§ Data rows
^^^^^^^^
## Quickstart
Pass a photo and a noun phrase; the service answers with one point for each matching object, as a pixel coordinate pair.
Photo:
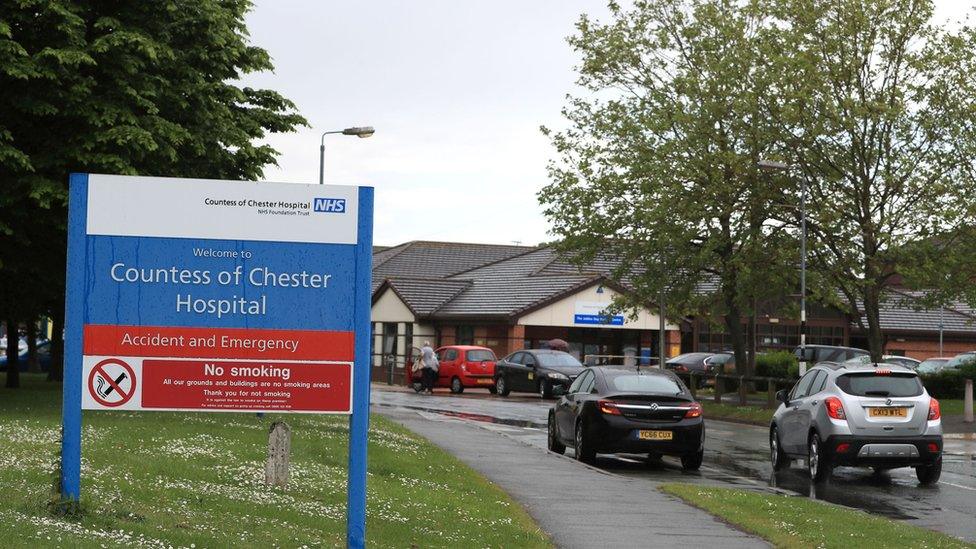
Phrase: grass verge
(183, 480)
(800, 522)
^^^^^^^^
§ Task instructions
Extract every line above word for word, leaving the picture out of your answer.

§ Reply to the exercise
## Quickstart
Pass a photo and a noun phrase; the service answers with one point for each matching object, as a pixel coordinate pair.
Photo:
Phrase: grass verge
(183, 480)
(800, 522)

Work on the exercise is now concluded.